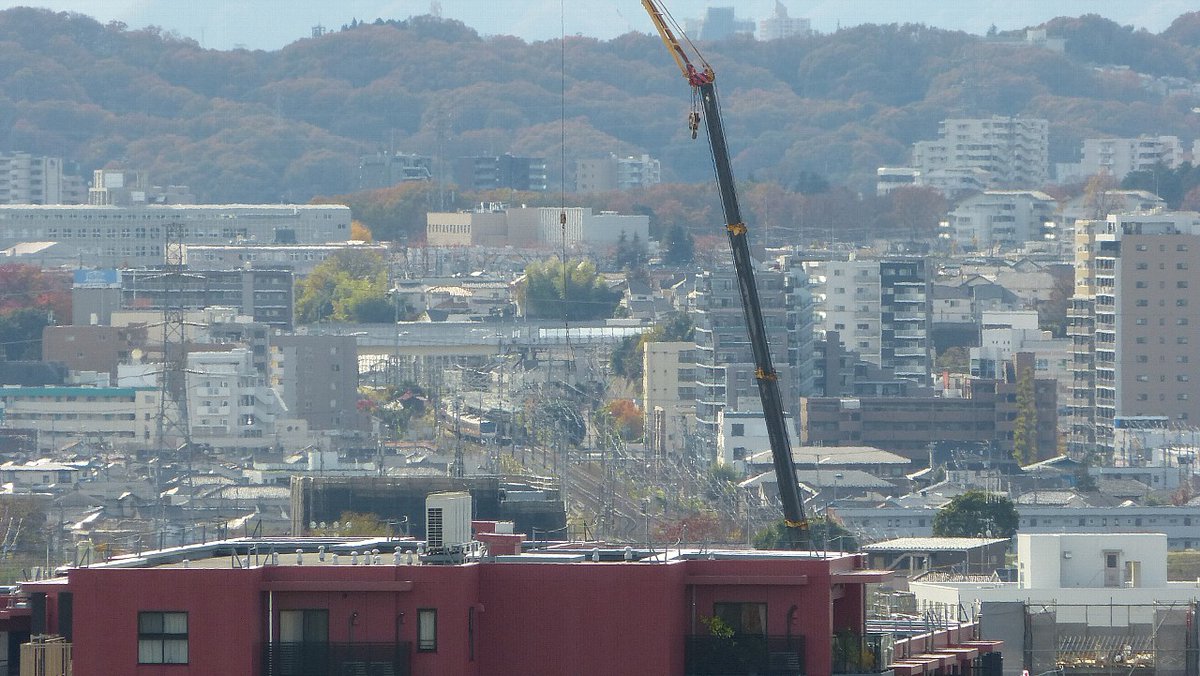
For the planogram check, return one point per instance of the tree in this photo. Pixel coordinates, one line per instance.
(575, 292)
(349, 286)
(977, 513)
(628, 418)
(627, 357)
(681, 246)
(1025, 426)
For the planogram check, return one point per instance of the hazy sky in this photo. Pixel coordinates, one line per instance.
(270, 24)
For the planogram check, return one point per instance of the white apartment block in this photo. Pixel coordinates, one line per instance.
(881, 309)
(604, 174)
(121, 417)
(228, 402)
(669, 395)
(1001, 220)
(496, 225)
(136, 235)
(30, 179)
(779, 25)
(1120, 156)
(1014, 151)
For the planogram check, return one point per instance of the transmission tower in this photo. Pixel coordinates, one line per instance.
(173, 423)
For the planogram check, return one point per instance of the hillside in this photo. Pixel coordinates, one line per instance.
(288, 125)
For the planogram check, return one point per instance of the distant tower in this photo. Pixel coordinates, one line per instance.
(173, 423)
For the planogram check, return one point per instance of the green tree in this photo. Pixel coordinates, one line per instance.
(576, 292)
(681, 246)
(1025, 426)
(976, 513)
(349, 286)
(627, 357)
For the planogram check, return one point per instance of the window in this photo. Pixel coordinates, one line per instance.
(427, 629)
(745, 618)
(162, 638)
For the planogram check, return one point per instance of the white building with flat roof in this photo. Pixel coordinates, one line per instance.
(136, 235)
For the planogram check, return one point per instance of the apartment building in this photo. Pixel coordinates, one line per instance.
(725, 366)
(30, 179)
(111, 237)
(1120, 156)
(606, 174)
(1144, 319)
(881, 309)
(61, 414)
(497, 172)
(318, 377)
(1013, 151)
(229, 405)
(300, 257)
(780, 25)
(1000, 220)
(909, 424)
(669, 395)
(263, 294)
(498, 225)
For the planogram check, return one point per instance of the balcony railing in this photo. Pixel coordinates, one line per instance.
(855, 653)
(743, 656)
(321, 659)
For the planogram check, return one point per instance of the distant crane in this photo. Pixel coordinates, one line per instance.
(705, 97)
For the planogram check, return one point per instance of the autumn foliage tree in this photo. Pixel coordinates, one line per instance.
(30, 299)
(349, 286)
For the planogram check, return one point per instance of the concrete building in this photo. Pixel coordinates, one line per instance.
(669, 395)
(1120, 156)
(120, 187)
(29, 179)
(109, 237)
(503, 172)
(341, 610)
(909, 424)
(1080, 600)
(533, 227)
(606, 174)
(881, 309)
(301, 258)
(719, 23)
(1139, 321)
(892, 178)
(384, 169)
(93, 347)
(318, 377)
(265, 294)
(1014, 151)
(1001, 220)
(229, 405)
(121, 417)
(780, 27)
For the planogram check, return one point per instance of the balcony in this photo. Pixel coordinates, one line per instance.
(743, 656)
(853, 653)
(321, 659)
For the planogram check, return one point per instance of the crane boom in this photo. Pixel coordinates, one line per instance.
(705, 89)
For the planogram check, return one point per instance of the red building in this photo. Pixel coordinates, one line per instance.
(557, 611)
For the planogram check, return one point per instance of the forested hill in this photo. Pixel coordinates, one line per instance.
(291, 124)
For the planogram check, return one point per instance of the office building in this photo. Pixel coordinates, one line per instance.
(503, 172)
(605, 174)
(1013, 151)
(111, 237)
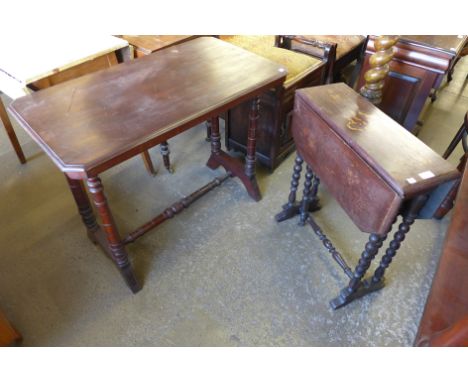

Work to do: Write out every line of the listing above as a numbered list, omitting any blank lines and the pictures.

The solution:
1. For the planogram check, return one point per instance of the tree in this photo. Pixel coordinates, one line per instance.
2. (575, 292)
3. (349, 286)
4. (977, 513)
5. (628, 418)
6. (627, 357)
7. (681, 246)
8. (1025, 426)
9. For the planogram check, return one point per instance of the hazy sky in this photo. Pixel coordinates, one line per instance.
10. (270, 24)
11. For the planogram check, return one point per instance of the white apartment block in this photo. Pixel coordinates, one line per instance.
12. (881, 309)
13. (604, 174)
14. (121, 417)
15. (228, 402)
16. (669, 395)
17. (1001, 220)
18. (496, 225)
19. (136, 235)
20. (30, 179)
21. (779, 25)
22. (1120, 156)
23. (1014, 151)
24. For the planogram check, return one point per instance of the transmission tower in this photo. Pixel coordinates, one line per instance.
25. (173, 423)
26. For the planogram check, return one point per instance of the hillside in this photo. Pixel coordinates, one line per instance.
27. (288, 125)
28. For the planogram check, return one point per instance of the distant tower in this photo. Pixel coordinates, one line per instance.
29. (173, 423)
30. For the planogram check, return one point per instance of the green tree in this photo. Pixel coordinates, one line per instance.
31. (576, 292)
32. (681, 246)
33. (1025, 426)
34. (976, 513)
35. (349, 286)
36. (627, 357)
37. For the planogram check, return one point per instance of the window in this photo. Pixel coordinates, one line per instance.
38. (427, 629)
39. (745, 618)
40. (162, 638)
41. For the planogram check, return one point per instance of the white building with flat roof in this photo. Pixel coordinates, one line per instance.
42. (136, 235)
43. For the planogram check, return one point per instance of the apartment building in this photo. Pixel coordinates, one line per instance.
44. (725, 366)
45. (30, 179)
46. (111, 237)
47. (1120, 156)
48. (606, 174)
49. (1144, 319)
50. (881, 309)
51. (61, 414)
52. (497, 172)
53. (318, 377)
54. (1013, 151)
55. (229, 405)
56. (300, 257)
57. (780, 25)
58. (1000, 220)
59. (909, 424)
60. (669, 395)
61. (263, 294)
62. (498, 225)
63. For the planogram check, return one point per instance of the balcony railing in this photo. Pixel coordinates, one line per instance.
64. (855, 653)
65. (743, 656)
66. (321, 659)
67. For the planogram check, return one point per instance of the distant crane in this photo. Pixel coordinates, one line per instance.
68. (705, 97)
69. For the planogram check, return one point per instance of the autumn foliage tree in this photo. Pixel coordinates, one line per instance.
70. (30, 299)
71. (349, 286)
72. For the planogram check, return one point per instance of the concrete building in this photo. Pixel coordinates, one line per instance.
73. (669, 395)
74. (1120, 156)
75. (120, 187)
76. (29, 179)
77. (109, 237)
78. (503, 172)
79. (341, 610)
80. (909, 424)
81. (1080, 600)
82. (533, 227)
83. (606, 174)
84. (881, 309)
85. (301, 258)
86. (719, 23)
87. (1139, 321)
88. (892, 178)
89. (384, 169)
90. (93, 347)
91. (318, 377)
92. (265, 294)
93. (1014, 151)
94. (1001, 220)
95. (229, 405)
96. (121, 417)
97. (780, 27)
98. For the planogram check, return one point per instance of the balcony in this photo. Pixel coordinates, one line per instance.
99. (743, 656)
100. (853, 653)
101. (321, 659)
102. For the planogram check, return one point per instance of the crane boom in this photo. Pixel coordinates, one line per instance.
103. (705, 89)
104. For the planogram check, return one point per instance of the red building in this photo. Pixel coordinates, one line per instance.
105. (557, 611)
106. For the planogram check, return one point per instance of the forested hill in this photo. Pixel coordinates, one line per instance.
107. (291, 124)
108. For the planogram check, return one point per instance of the office building in this photo. Pixel coordinates, one line per instance.
109. (503, 172)
110. (605, 174)
111. (1013, 151)
112. (111, 237)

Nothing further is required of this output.